Start of Block

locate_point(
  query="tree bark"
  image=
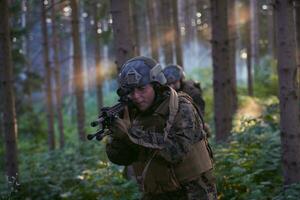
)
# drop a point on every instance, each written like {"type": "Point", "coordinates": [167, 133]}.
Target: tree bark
{"type": "Point", "coordinates": [134, 13]}
{"type": "Point", "coordinates": [8, 99]}
{"type": "Point", "coordinates": [177, 35]}
{"type": "Point", "coordinates": [121, 31]}
{"type": "Point", "coordinates": [151, 7]}
{"type": "Point", "coordinates": [254, 33]}
{"type": "Point", "coordinates": [232, 41]}
{"type": "Point", "coordinates": [166, 31]}
{"type": "Point", "coordinates": [297, 17]}
{"type": "Point", "coordinates": [97, 52]}
{"type": "Point", "coordinates": [221, 70]}
{"type": "Point", "coordinates": [271, 30]}
{"type": "Point", "coordinates": [77, 71]}
{"type": "Point", "coordinates": [288, 91]}
{"type": "Point", "coordinates": [249, 49]}
{"type": "Point", "coordinates": [48, 85]}
{"type": "Point", "coordinates": [55, 41]}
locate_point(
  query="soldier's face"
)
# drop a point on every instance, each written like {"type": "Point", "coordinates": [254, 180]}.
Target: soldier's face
{"type": "Point", "coordinates": [143, 97]}
{"type": "Point", "coordinates": [175, 85]}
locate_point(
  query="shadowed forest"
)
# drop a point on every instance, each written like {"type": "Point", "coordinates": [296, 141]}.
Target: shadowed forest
{"type": "Point", "coordinates": [59, 65]}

End of Block

## Activity
Lines with "every": find them in the data and copy each one.

## Answer section
# drop a point on every instance, each written like {"type": "Point", "coordinates": [167, 133]}.
# drop a point on every instance, each written like {"type": "Point", "coordinates": [254, 180]}.
# drop a point on every instance, each written like {"type": "Point", "coordinates": [296, 141]}.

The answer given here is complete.